### [Challenge]
Reproduce all of the material below, substituting "nonzero" for every occurrence of "evenodd" and leaving everything else unchanged.

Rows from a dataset
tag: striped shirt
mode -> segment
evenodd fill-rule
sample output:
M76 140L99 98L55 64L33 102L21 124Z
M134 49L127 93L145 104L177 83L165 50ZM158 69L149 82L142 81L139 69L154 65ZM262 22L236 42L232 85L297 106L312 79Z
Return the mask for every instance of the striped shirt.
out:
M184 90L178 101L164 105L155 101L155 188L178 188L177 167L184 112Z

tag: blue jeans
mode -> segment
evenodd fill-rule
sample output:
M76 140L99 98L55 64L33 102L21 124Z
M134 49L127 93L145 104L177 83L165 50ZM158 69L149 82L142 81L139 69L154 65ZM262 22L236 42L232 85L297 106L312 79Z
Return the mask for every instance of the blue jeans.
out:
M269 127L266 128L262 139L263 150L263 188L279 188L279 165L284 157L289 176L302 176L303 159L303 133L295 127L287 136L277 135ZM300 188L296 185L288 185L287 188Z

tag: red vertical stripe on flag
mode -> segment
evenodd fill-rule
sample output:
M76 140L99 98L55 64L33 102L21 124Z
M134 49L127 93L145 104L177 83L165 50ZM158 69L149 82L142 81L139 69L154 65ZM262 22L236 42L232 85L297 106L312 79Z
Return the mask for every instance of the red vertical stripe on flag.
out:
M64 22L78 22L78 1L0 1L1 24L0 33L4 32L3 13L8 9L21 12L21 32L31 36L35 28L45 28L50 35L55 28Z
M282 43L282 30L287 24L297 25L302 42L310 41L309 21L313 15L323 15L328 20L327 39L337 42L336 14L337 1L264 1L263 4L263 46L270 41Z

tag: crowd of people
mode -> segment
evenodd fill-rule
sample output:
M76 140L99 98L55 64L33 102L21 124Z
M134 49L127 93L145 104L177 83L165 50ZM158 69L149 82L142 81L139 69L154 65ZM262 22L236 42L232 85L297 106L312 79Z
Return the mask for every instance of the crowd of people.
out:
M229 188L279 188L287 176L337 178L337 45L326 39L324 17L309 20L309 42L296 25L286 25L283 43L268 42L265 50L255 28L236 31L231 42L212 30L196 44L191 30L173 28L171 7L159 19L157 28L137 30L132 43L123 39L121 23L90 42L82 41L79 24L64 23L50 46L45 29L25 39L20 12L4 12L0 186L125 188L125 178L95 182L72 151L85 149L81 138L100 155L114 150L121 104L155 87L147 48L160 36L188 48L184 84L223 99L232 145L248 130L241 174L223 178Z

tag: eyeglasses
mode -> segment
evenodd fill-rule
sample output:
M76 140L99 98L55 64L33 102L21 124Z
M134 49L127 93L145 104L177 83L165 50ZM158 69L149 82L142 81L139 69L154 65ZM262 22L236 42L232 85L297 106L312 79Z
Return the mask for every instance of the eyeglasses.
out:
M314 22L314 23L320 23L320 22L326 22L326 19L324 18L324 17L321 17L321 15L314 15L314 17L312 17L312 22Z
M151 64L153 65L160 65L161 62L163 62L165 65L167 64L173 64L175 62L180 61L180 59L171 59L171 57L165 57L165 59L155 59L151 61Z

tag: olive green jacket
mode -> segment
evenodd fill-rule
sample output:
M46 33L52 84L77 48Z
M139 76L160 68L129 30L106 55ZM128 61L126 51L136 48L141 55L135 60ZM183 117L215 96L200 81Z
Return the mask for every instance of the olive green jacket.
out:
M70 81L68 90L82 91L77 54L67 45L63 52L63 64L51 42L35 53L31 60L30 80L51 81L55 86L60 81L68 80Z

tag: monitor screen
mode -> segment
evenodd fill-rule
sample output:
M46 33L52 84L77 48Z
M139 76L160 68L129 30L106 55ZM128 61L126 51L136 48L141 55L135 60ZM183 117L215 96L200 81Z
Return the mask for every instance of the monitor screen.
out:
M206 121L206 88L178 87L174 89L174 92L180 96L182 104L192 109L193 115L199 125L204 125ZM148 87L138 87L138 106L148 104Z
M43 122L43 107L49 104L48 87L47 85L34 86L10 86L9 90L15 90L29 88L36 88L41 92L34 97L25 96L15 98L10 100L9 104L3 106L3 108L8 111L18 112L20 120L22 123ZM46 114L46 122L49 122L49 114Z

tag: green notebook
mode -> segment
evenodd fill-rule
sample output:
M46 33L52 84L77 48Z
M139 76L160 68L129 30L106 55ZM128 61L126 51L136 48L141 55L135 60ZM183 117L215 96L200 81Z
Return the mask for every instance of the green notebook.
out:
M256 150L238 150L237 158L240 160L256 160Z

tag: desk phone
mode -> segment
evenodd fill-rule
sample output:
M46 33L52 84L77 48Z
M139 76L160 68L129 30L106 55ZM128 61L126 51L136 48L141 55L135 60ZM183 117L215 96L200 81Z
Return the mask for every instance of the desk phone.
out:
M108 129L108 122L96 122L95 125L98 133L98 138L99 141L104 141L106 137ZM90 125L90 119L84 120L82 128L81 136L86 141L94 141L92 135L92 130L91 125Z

### [Complete answer]
tag: striped shirt
mode -> segment
nonzero fill-rule
sample output:
M76 140L99 98L55 64L33 102L21 124Z
M134 49L127 93L145 104L177 83L165 50ZM158 69L149 82L142 81L139 69L154 65ZM262 22L236 42L232 85L297 106L312 79Z
Return the mask for every instance of the striped shirt.
out:
M184 90L178 101L164 105L155 101L155 188L178 188L177 167L184 112Z

tag: blue jeans
mode -> segment
nonzero fill-rule
sample output:
M76 140L99 98L55 64L33 102L21 124Z
M134 49L127 93L145 104L177 83L165 50ZM158 69L149 82L142 81L139 69L154 65ZM262 22L236 42L232 85L297 106L312 79Z
Return the mask for every instance of the blue jeans.
out:
M269 127L266 128L262 139L263 150L263 188L279 188L279 165L284 157L289 176L302 176L303 159L303 133L295 127L287 136L277 135ZM300 188L296 185L288 185L287 188Z

tag: red vertical stripe on flag
mode -> segment
nonzero fill-rule
sample output:
M76 140L99 98L55 64L33 102L21 124Z
M134 49L127 93L145 104L177 83L165 50ZM158 69L149 82L142 81L139 69L154 65ZM262 22L236 42L232 85L297 106L312 79Z
Return the mask for every instance of the red vertical stripe on flag.
out:
M64 22L78 22L78 1L0 1L1 24L0 33L4 32L3 13L8 9L21 12L21 32L31 36L35 28L45 28L50 35L55 28Z
M282 43L282 30L287 24L297 25L302 42L310 41L309 21L313 15L323 15L328 20L327 39L337 42L336 14L337 1L264 1L263 4L263 46L270 41Z

tag: crowd of people
mode -> segment
nonzero fill-rule
sample output:
M76 140L99 98L55 64L33 102L21 124Z
M134 49L127 93L145 104L177 83L165 50ZM158 69L149 82L142 81L139 69L154 65ZM262 22L236 42L232 85L297 106L312 79Z
Return the mask for every instance of the crowd of people.
out:
M229 188L279 188L287 176L337 178L337 45L326 39L324 17L309 20L309 42L296 25L286 25L283 43L268 42L265 50L255 28L236 31L231 42L212 30L196 44L191 30L173 28L171 7L159 19L157 28L137 30L132 43L123 39L121 23L90 42L82 41L79 24L64 23L50 46L45 29L25 39L20 12L4 12L0 186L125 188L125 178L95 182L72 151L85 149L81 138L100 155L114 150L121 104L155 87L147 48L160 36L188 48L184 84L223 99L232 145L248 130L241 174L223 178Z

tag: eyeglasses
mode -> segment
nonzero fill-rule
sample output:
M76 140L99 98L55 64L33 102L21 124Z
M134 49L127 93L145 104L177 83L165 50ZM158 69L149 82L142 81L139 69L154 65ZM262 22L236 42L232 85L297 106L312 79Z
Return the mask for every instance of the eyeglasses.
out:
M314 22L314 23L320 23L320 22L326 22L326 19L324 18L324 17L321 17L321 15L314 15L314 17L312 17L312 22Z
M151 64L153 65L160 65L161 62L163 62L165 65L167 64L173 64L175 62L180 61L180 59L171 59L171 57L165 57L165 59L155 59L151 61Z

tag: olive green jacket
mode -> segment
nonzero fill-rule
sample output:
M46 33L52 84L77 48Z
M139 76L160 68L129 30L106 55ZM128 61L126 51L136 48L141 55L135 60ZM183 117L215 96L200 81Z
Return the mask for every instance of the olive green jacket.
out:
M70 81L68 90L82 91L77 54L67 45L63 52L63 64L51 42L35 53L31 60L30 80L51 81L55 86L60 81L68 80Z

tag: monitor screen
mode -> segment
nonzero fill-rule
sample output:
M46 33L52 84L77 48Z
M139 76L160 68L129 30L106 55ZM128 61L126 51L136 48L141 55L135 60ZM183 117L215 96L200 81Z
Return the mask for every instance of the monitor screen.
out:
M206 121L206 88L178 87L174 89L174 92L180 96L182 104L192 109L193 115L199 125L204 125ZM148 87L138 87L138 106L148 104Z
M43 122L43 107L49 104L48 87L47 85L34 86L10 86L9 90L15 90L29 88L36 88L41 92L34 97L25 96L15 98L10 100L9 104L3 106L3 108L8 111L18 112L20 120L22 123ZM46 114L46 122L49 122L49 114Z

tag: green notebook
mode -> segment
nonzero fill-rule
sample output:
M46 33L52 84L77 48Z
M139 76L160 68L129 30L106 55ZM128 61L126 51L136 48L141 55L135 60ZM183 117L215 96L200 81Z
Return the mask for every instance of the green notebook.
out:
M256 150L238 150L237 158L240 160L256 160Z

tag: desk phone
mode -> segment
nonzero fill-rule
sample output:
M46 33L52 84L77 48Z
M139 76L160 68L129 30L106 55ZM128 61L126 51L136 48L141 55L135 60ZM183 117L215 96L200 81Z
Return the mask for every instance of the desk phone.
out:
M108 129L108 122L96 122L95 125L98 133L98 138L99 141L104 141L106 137ZM90 125L90 119L84 120L82 128L81 136L86 141L94 141L92 135L92 130L91 125Z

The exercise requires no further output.